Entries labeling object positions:
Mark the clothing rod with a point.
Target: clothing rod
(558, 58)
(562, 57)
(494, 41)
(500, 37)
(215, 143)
---
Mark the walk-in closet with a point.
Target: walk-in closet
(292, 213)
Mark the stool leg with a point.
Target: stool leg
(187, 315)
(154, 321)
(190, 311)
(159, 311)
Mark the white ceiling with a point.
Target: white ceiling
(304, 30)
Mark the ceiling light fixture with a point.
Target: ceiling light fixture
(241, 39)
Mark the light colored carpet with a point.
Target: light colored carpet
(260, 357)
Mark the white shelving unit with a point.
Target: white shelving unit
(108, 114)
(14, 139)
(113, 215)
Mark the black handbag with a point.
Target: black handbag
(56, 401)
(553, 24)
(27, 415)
--
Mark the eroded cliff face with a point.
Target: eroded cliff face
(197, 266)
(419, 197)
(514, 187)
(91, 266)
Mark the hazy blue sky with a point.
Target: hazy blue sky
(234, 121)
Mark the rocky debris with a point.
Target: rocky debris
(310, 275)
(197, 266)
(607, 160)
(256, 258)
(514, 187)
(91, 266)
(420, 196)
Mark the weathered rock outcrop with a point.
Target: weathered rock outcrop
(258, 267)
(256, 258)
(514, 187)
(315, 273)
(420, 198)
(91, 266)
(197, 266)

▶ **WHAT YOU WILL DO**
How many lines in the material above contain the string "outcrop"? Case counts, so matches must agree in uppercase and lowercase. Reply with the number alone.

▶ **WRITTEN RESPONSE**
2